EXERCISE PROMPT:
Your job is to copy all the entries precisely as they stand.

Dataset entries

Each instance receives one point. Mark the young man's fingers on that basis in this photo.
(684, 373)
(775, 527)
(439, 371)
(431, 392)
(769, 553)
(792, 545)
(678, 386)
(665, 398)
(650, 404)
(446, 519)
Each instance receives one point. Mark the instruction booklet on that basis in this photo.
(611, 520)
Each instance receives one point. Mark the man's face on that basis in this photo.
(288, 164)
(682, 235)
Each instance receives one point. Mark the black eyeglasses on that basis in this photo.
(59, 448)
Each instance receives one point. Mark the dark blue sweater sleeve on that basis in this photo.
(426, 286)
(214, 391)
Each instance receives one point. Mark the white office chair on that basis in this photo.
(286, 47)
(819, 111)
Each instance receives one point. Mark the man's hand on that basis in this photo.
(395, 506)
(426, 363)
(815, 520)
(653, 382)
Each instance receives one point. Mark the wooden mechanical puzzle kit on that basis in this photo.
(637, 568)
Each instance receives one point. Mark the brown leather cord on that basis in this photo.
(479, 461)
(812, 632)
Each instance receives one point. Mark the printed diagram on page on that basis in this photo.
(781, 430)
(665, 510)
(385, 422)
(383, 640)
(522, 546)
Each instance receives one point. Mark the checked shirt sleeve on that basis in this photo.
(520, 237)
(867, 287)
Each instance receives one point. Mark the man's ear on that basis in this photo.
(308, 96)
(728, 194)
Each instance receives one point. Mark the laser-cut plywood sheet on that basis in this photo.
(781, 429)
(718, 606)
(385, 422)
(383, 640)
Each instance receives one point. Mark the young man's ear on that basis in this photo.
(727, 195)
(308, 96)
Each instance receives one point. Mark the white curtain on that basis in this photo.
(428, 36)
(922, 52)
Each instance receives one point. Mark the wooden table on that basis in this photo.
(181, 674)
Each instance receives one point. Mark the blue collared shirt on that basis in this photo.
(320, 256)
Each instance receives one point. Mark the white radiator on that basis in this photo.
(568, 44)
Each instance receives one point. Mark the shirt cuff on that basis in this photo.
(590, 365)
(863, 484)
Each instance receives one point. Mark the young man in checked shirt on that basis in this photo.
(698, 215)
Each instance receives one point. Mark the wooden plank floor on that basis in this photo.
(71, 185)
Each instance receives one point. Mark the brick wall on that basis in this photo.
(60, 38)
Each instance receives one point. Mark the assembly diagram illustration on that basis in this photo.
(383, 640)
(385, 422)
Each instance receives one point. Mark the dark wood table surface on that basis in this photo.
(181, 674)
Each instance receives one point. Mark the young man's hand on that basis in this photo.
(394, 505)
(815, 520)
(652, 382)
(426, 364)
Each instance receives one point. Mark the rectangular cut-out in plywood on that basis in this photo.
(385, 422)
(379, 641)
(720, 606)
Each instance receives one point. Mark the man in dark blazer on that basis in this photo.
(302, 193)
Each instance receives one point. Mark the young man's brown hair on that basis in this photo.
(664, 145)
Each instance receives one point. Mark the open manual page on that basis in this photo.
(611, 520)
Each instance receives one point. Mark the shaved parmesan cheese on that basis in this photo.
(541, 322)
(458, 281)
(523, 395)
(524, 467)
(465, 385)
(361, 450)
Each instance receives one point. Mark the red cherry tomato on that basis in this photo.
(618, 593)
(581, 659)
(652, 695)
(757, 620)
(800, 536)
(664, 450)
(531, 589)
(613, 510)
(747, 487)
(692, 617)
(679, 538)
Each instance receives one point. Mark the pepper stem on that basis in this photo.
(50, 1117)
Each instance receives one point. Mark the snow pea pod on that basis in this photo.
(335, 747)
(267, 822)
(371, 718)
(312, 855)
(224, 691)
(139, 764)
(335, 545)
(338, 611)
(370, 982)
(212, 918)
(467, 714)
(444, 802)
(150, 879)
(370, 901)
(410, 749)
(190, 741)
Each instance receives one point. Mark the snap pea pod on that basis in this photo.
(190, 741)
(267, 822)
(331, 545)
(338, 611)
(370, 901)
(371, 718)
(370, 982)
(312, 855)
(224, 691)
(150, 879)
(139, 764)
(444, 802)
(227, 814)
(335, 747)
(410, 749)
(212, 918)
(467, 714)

EXERCISE SOLUTION:
Each instance receives one point. Mark the young man's fingers on that basis in this photo.
(684, 373)
(775, 527)
(439, 371)
(431, 392)
(769, 553)
(792, 545)
(678, 386)
(665, 398)
(650, 404)
(446, 519)
Each instance receives one point. Mark the instruction booklet on that basis in this photo.
(611, 520)
Each instance receives one point. Mark the man's face on that basis in this photo.
(288, 164)
(682, 235)
Each instance receives one point. Mark the black eyeglasses on that basis in this photo.
(59, 448)
Each instance receives one point. Mark the dark blue sweater sleeve on that basis in this photo.
(426, 286)
(214, 391)
Each instance receives one point. Mark the white office chair on that basis in this photo.
(286, 47)
(819, 111)
Each instance receives one point. Mark the man's hand on that basis in this photo.
(395, 506)
(426, 363)
(815, 520)
(653, 382)
Each instance receives one point. Mark the wooden mechanical puzzle kit on that basis in this photo.
(637, 568)
Each instance receives one point. Mark the brown leather cord on that basis in this photo.
(479, 461)
(812, 632)
Each instance receives one point. Mark the printed diagram on page on that basis in this photo.
(781, 430)
(665, 510)
(385, 422)
(383, 640)
(522, 546)
Each instance receives one point. Mark the checked shirt sleeve on that basis in this photo.
(520, 237)
(867, 287)
Each instance receives one point. Mark the man's ear on that basis in this photo.
(308, 96)
(728, 194)
Each instance receives one point. Mark the laser-cut plywood sheet on that basis in this photo.
(781, 429)
(718, 606)
(385, 422)
(383, 640)
Each instance receives one point. Mark the young man's ear on that basis in this photo.
(727, 195)
(308, 96)
Each instance receives one point. Mark the white curtain on that basis in this photo.
(428, 36)
(922, 52)
Each instance receives one point. Mark the wooden table on that basis in this photo.
(181, 674)
Each instance receives one point. Mark the blue collared shirt on that basis in this photo.
(320, 256)
Each instance receives one point. Mark the white radiator on that basis in this photo.
(568, 44)
Each instance receives one point. Mark the shirt cuff on that basis in this photo.
(590, 365)
(863, 484)
Each instance receives one point. Mark the young man in checked shirt on that basis in this photo.
(698, 215)
Each instance receives one point. Mark the wooden plank floor on that basis in this photo.
(71, 185)
Each instance receives one point. Mark the brick wall on that basis in this photo.
(60, 38)
Each instance receives one point. Mark the assembly diagram illustration on that basis in this photo.
(383, 640)
(385, 422)
Each instance receives one point. Mark the dark wood table surface on that basis in this photo.
(181, 674)
Each instance receives one point. Mark the young man's hand on that basis in this photo.
(394, 505)
(815, 520)
(652, 382)
(426, 364)
Each instance receives one point. Mark the rectangular cut-out in plywood on that basis in this photo.
(385, 422)
(379, 641)
(720, 606)
Each instance receives one point. Mark the man in dark blazer on that basis in this photo.
(302, 193)
Each instance receives one point. Mark the young man's brown hair on that basis in this photo.
(664, 145)
Each instance receives one point. Mark the open manual page on that basis in this photo.
(611, 520)
Each instance receives one point. Mark the shaved parmesan cheese on that basis in this photo.
(541, 322)
(458, 281)
(523, 395)
(524, 467)
(465, 385)
(361, 450)
Each instance receives one point. Mark the red cherry tomato on that basis in this photo.
(618, 593)
(581, 659)
(652, 695)
(757, 620)
(800, 536)
(664, 450)
(531, 589)
(613, 510)
(747, 487)
(692, 617)
(679, 538)
Each instance receives one point. Mark the pepper stem on that basis in this photo.
(50, 1117)
Each instance receives one point. Mark the snow pea pod on that basis in this photo.
(335, 747)
(267, 822)
(371, 718)
(312, 855)
(224, 691)
(139, 764)
(335, 545)
(338, 611)
(370, 982)
(212, 918)
(467, 714)
(444, 802)
(150, 879)
(370, 901)
(410, 749)
(190, 741)
Each instance receives one point. Mark the snap pea pod on that basis in this photo.
(190, 741)
(267, 822)
(331, 545)
(338, 611)
(370, 901)
(371, 718)
(370, 982)
(312, 855)
(224, 691)
(150, 879)
(139, 764)
(444, 802)
(227, 814)
(335, 747)
(410, 749)
(212, 918)
(467, 714)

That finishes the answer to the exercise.